▶ [WHAT YOU HAVE TO DO]:
In the data below, find the line that contains "Target: tree line" and the line that contains "Target: rooftop". Copy both, plus every line between them, exactly.

===============

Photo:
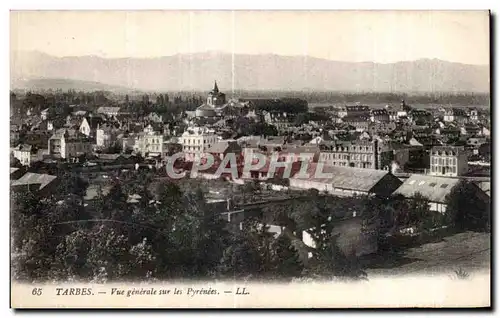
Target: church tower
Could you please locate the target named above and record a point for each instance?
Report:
(216, 98)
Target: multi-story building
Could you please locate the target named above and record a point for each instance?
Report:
(379, 116)
(196, 141)
(358, 110)
(23, 153)
(455, 115)
(448, 161)
(473, 115)
(360, 123)
(105, 136)
(149, 142)
(359, 154)
(215, 101)
(108, 111)
(62, 145)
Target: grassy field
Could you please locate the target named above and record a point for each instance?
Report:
(468, 251)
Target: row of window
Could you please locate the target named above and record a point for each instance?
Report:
(444, 161)
(444, 170)
(358, 157)
(192, 148)
(197, 141)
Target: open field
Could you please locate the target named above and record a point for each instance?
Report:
(468, 251)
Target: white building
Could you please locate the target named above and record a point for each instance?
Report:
(448, 161)
(149, 142)
(105, 136)
(196, 140)
(23, 154)
(85, 127)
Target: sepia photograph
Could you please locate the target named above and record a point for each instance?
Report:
(217, 159)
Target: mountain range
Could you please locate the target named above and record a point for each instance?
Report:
(197, 71)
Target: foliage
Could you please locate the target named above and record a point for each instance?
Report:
(465, 210)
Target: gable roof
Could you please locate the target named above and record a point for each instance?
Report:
(34, 178)
(434, 188)
(345, 177)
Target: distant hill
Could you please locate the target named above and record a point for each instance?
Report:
(67, 84)
(253, 72)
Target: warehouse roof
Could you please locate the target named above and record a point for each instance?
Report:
(432, 187)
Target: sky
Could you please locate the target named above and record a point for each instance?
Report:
(375, 36)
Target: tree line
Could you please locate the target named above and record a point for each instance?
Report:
(170, 232)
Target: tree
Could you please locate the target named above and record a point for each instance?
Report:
(466, 210)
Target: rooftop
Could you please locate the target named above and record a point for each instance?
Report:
(34, 178)
(432, 187)
(345, 177)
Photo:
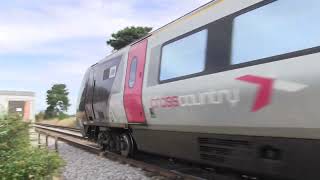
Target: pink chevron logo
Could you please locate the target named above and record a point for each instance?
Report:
(266, 86)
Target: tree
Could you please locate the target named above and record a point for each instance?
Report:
(57, 100)
(127, 35)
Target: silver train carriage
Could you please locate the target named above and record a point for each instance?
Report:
(233, 84)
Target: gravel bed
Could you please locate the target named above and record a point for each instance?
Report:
(82, 165)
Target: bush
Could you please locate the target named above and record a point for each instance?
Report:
(19, 160)
(40, 116)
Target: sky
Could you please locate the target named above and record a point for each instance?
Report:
(44, 42)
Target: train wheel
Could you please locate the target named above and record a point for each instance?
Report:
(126, 145)
(101, 140)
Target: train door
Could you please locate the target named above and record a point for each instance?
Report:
(133, 83)
(89, 95)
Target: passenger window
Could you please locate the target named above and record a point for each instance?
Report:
(184, 57)
(106, 74)
(278, 28)
(133, 71)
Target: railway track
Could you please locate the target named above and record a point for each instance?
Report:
(73, 137)
(168, 168)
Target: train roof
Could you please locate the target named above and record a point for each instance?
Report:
(185, 16)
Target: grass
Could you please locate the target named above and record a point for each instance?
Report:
(68, 122)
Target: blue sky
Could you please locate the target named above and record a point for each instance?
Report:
(54, 41)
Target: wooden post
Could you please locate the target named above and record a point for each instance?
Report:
(39, 140)
(56, 144)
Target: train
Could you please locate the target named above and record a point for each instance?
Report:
(232, 84)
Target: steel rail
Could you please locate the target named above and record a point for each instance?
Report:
(83, 143)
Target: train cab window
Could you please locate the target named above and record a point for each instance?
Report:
(133, 72)
(278, 28)
(183, 57)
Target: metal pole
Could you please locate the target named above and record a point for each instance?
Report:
(47, 140)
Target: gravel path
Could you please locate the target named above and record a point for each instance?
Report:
(82, 165)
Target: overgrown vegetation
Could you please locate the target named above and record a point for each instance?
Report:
(58, 102)
(127, 35)
(18, 159)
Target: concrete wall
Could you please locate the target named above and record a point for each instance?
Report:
(28, 98)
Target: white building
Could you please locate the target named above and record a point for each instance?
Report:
(18, 102)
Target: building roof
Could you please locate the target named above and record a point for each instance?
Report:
(16, 93)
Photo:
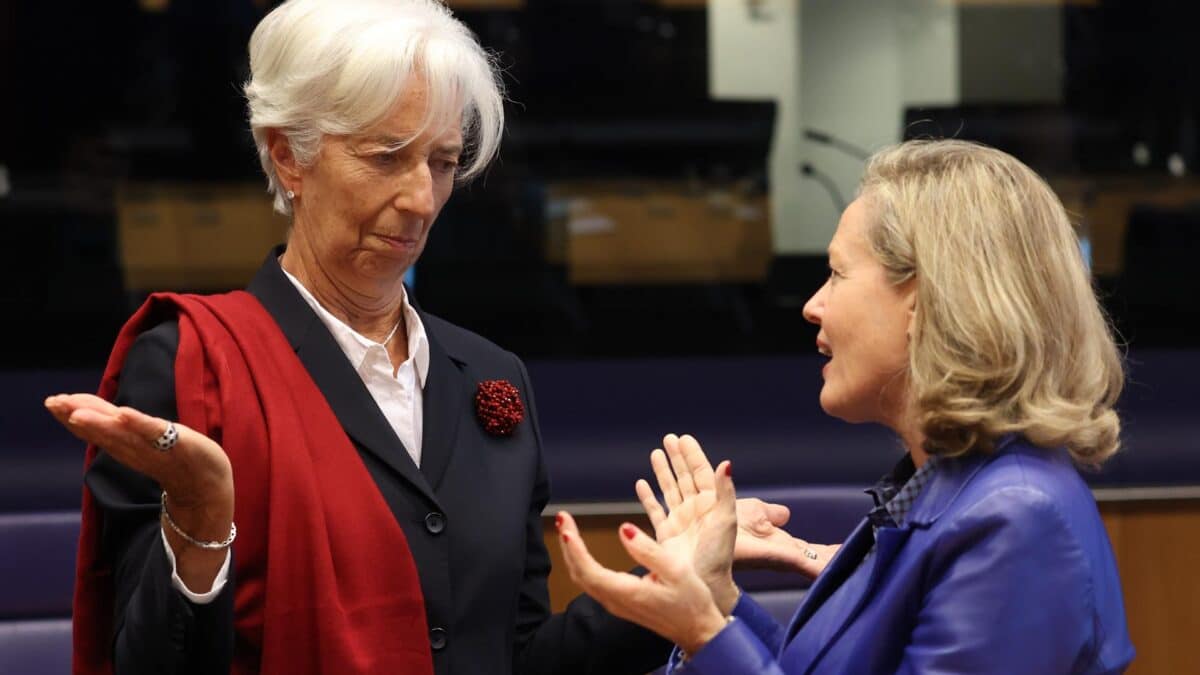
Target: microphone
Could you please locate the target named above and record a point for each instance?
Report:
(828, 183)
(826, 138)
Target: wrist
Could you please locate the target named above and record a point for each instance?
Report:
(707, 628)
(725, 595)
(208, 520)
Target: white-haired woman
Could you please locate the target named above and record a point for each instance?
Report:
(383, 467)
(959, 314)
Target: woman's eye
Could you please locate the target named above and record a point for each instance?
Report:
(384, 159)
(444, 166)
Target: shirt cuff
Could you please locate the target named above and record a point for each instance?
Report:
(197, 598)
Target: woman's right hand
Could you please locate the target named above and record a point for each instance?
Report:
(762, 543)
(196, 473)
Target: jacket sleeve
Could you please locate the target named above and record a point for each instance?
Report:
(156, 628)
(1008, 591)
(585, 639)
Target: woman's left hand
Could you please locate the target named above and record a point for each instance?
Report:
(700, 514)
(672, 599)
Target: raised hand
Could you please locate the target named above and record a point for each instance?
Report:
(700, 513)
(196, 473)
(672, 599)
(762, 543)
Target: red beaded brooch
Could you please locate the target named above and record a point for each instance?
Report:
(498, 406)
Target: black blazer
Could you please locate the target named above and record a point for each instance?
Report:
(472, 514)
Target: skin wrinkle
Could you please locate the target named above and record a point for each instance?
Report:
(363, 214)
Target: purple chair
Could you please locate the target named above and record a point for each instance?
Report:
(36, 583)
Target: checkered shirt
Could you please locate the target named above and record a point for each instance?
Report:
(895, 493)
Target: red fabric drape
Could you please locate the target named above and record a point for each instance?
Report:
(325, 581)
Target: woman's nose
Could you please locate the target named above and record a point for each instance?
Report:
(815, 308)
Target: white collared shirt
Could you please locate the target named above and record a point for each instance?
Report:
(397, 392)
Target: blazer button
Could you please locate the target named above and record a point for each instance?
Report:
(438, 639)
(435, 523)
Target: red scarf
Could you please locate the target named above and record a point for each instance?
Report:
(325, 581)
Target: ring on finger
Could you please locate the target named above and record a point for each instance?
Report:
(168, 438)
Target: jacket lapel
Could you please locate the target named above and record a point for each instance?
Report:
(840, 568)
(444, 395)
(333, 374)
(888, 542)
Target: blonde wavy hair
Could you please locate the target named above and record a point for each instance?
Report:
(1008, 335)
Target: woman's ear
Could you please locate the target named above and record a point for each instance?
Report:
(911, 302)
(279, 148)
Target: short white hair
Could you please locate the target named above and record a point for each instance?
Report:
(339, 66)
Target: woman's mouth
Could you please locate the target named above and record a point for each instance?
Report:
(400, 243)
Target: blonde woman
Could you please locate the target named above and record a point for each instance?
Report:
(959, 314)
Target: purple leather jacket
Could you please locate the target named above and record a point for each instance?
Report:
(1002, 566)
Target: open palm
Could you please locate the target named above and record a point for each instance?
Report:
(700, 521)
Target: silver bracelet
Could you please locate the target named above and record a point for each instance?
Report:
(195, 542)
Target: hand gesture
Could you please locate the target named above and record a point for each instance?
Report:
(195, 472)
(672, 599)
(762, 543)
(696, 517)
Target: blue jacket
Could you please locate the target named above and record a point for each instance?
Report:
(1002, 566)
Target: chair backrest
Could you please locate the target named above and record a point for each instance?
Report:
(36, 583)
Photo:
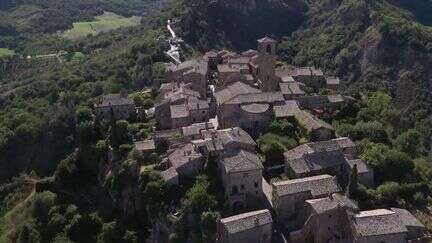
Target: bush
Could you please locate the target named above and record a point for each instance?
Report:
(84, 228)
(42, 203)
(388, 164)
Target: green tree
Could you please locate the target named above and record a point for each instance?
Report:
(83, 114)
(388, 164)
(28, 234)
(84, 228)
(42, 204)
(353, 183)
(197, 199)
(410, 142)
(156, 194)
(376, 106)
(130, 237)
(208, 225)
(110, 233)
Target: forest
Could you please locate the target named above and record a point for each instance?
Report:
(53, 151)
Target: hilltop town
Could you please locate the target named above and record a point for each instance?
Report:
(210, 111)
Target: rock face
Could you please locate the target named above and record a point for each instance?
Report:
(241, 22)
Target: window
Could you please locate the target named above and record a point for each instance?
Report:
(269, 49)
(234, 190)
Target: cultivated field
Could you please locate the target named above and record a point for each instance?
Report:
(102, 23)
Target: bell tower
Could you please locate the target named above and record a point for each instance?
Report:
(266, 73)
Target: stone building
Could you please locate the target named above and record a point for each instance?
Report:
(242, 105)
(181, 108)
(241, 173)
(186, 160)
(335, 157)
(309, 76)
(145, 147)
(248, 227)
(385, 225)
(337, 219)
(328, 103)
(314, 128)
(122, 106)
(192, 73)
(213, 143)
(266, 60)
(289, 196)
(325, 220)
(194, 131)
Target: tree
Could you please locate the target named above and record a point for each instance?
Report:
(197, 199)
(83, 114)
(110, 233)
(273, 146)
(353, 183)
(388, 164)
(84, 228)
(208, 225)
(42, 204)
(28, 234)
(155, 194)
(130, 237)
(410, 142)
(376, 106)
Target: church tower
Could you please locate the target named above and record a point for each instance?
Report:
(266, 72)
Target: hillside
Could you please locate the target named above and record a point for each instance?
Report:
(59, 182)
(371, 44)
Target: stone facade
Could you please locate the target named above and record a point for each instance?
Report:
(248, 227)
(289, 196)
(121, 105)
(241, 173)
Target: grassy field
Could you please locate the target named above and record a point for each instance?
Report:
(102, 23)
(4, 52)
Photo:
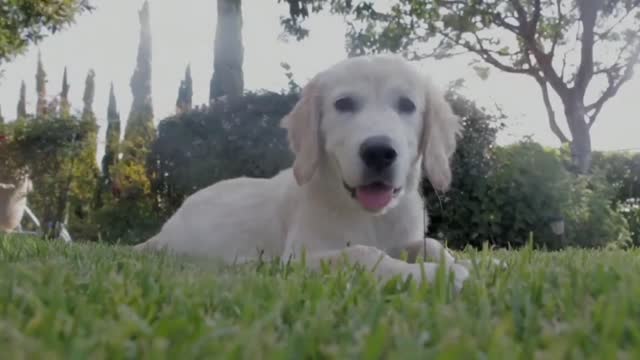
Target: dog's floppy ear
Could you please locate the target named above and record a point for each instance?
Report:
(440, 130)
(303, 127)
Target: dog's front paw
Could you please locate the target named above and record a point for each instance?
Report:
(460, 275)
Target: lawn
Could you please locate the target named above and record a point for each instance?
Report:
(78, 301)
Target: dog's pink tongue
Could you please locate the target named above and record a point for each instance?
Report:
(374, 197)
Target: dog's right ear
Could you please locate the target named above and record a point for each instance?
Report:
(303, 127)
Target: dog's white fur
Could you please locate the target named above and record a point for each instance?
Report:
(13, 202)
(307, 207)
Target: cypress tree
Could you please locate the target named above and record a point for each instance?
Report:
(140, 130)
(185, 93)
(22, 103)
(110, 157)
(41, 88)
(87, 97)
(228, 78)
(65, 106)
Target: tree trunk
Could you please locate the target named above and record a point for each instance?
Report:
(580, 137)
(228, 79)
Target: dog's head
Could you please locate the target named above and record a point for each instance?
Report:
(371, 119)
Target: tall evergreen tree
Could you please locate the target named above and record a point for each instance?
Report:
(228, 78)
(112, 137)
(22, 103)
(65, 106)
(87, 97)
(140, 130)
(185, 93)
(85, 190)
(41, 88)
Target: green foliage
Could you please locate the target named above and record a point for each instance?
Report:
(622, 174)
(27, 21)
(51, 150)
(630, 209)
(529, 189)
(94, 301)
(240, 137)
(502, 195)
(455, 214)
(621, 171)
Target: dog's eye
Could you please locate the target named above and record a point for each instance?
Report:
(405, 105)
(345, 104)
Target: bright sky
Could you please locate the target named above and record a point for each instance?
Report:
(183, 32)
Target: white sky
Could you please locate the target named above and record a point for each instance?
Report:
(183, 32)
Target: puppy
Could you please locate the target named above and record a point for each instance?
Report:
(364, 133)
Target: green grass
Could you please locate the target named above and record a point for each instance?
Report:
(93, 301)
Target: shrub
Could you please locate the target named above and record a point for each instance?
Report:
(457, 215)
(529, 189)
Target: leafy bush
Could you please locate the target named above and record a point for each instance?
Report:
(527, 191)
(457, 215)
(50, 149)
(229, 139)
(621, 171)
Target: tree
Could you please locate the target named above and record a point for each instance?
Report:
(89, 93)
(130, 175)
(27, 21)
(65, 106)
(41, 88)
(22, 102)
(140, 131)
(84, 195)
(112, 137)
(228, 78)
(185, 93)
(534, 38)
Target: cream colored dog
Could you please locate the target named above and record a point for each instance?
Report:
(363, 133)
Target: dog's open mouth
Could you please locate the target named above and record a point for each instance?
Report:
(374, 196)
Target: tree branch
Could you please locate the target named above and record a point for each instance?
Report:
(486, 55)
(553, 124)
(615, 83)
(588, 14)
(556, 36)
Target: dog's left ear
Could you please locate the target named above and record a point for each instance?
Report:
(439, 135)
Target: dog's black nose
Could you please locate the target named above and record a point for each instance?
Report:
(377, 153)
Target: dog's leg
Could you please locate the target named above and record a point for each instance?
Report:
(432, 248)
(383, 265)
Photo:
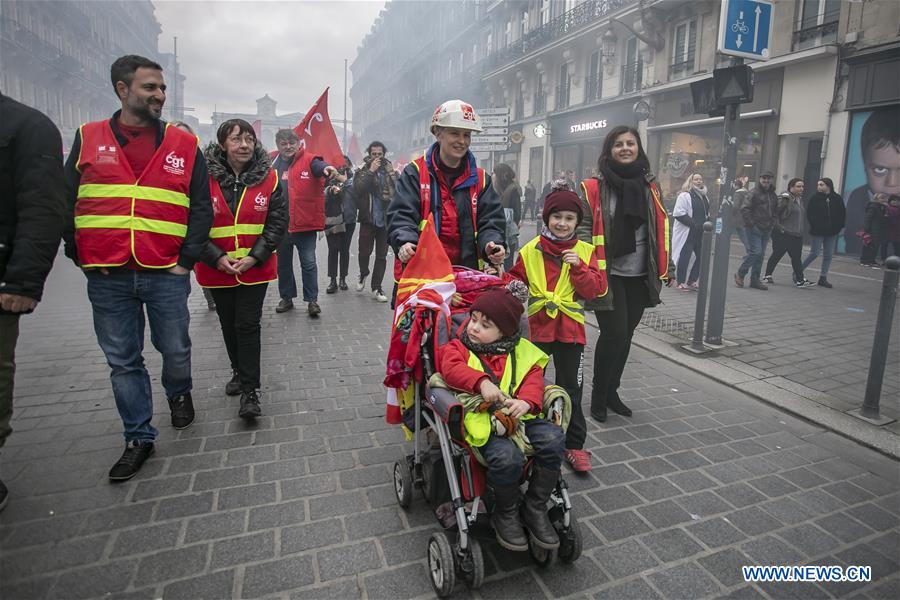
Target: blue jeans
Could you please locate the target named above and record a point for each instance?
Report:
(818, 243)
(505, 460)
(757, 241)
(118, 301)
(305, 241)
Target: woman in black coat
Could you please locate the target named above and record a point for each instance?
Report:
(826, 215)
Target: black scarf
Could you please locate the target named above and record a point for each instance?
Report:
(504, 345)
(629, 183)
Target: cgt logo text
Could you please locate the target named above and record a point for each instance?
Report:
(601, 124)
(174, 164)
(259, 203)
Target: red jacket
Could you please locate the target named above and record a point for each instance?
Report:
(587, 281)
(454, 368)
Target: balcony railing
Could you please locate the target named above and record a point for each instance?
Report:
(825, 33)
(631, 77)
(682, 69)
(562, 97)
(563, 25)
(594, 89)
(540, 103)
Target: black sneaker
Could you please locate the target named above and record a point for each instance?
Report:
(134, 456)
(233, 387)
(182, 408)
(249, 405)
(284, 305)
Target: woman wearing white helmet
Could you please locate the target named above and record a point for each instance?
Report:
(447, 183)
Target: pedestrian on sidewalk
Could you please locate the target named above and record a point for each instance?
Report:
(373, 189)
(238, 264)
(447, 183)
(875, 227)
(826, 214)
(207, 294)
(787, 234)
(340, 222)
(510, 198)
(138, 218)
(561, 272)
(302, 177)
(691, 212)
(758, 218)
(625, 220)
(32, 216)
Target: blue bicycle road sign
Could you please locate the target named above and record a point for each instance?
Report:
(745, 28)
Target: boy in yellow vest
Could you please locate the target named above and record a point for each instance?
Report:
(492, 359)
(561, 272)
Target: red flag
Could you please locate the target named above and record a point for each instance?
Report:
(353, 151)
(317, 135)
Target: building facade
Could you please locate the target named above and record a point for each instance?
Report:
(55, 55)
(570, 70)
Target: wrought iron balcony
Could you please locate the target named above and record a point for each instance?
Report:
(562, 96)
(594, 89)
(813, 36)
(682, 69)
(632, 74)
(563, 25)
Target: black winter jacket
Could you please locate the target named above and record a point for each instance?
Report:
(826, 214)
(32, 198)
(199, 219)
(404, 213)
(232, 188)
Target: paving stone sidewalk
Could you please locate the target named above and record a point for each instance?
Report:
(702, 480)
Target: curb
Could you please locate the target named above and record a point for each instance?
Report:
(772, 389)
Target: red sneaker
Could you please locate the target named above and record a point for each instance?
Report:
(579, 459)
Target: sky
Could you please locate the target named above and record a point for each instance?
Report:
(233, 52)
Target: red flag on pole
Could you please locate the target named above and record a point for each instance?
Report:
(317, 134)
(353, 151)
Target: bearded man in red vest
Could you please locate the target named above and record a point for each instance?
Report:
(139, 215)
(302, 179)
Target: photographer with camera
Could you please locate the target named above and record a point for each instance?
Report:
(373, 187)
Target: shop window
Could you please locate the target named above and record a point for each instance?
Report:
(594, 79)
(684, 43)
(632, 70)
(817, 23)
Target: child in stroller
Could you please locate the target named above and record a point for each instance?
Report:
(495, 406)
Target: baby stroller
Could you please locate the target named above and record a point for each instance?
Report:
(444, 467)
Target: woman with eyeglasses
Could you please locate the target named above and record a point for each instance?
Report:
(248, 224)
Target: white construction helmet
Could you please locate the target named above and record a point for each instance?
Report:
(456, 113)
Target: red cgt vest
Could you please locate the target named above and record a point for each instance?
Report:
(236, 233)
(592, 193)
(425, 205)
(306, 194)
(120, 216)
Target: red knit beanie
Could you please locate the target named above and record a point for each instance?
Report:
(562, 200)
(502, 308)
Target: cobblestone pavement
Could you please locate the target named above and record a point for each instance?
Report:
(702, 480)
(814, 337)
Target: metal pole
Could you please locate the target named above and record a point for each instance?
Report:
(724, 227)
(697, 341)
(870, 408)
(345, 106)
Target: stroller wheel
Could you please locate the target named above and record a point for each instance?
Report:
(402, 483)
(441, 564)
(543, 557)
(472, 566)
(570, 542)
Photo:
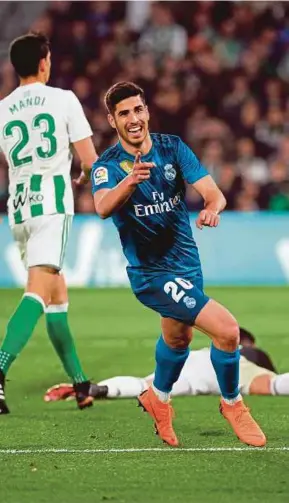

===============

▶ [EXERCISE SOLUTION]:
Target: tree line
Could you please locate the target named above and record a point for each instance?
Report:
(170, 232)
Target: tree
Could you please locate the target named above and record a point for each instance?
Report:
(466, 210)
Target: rooftop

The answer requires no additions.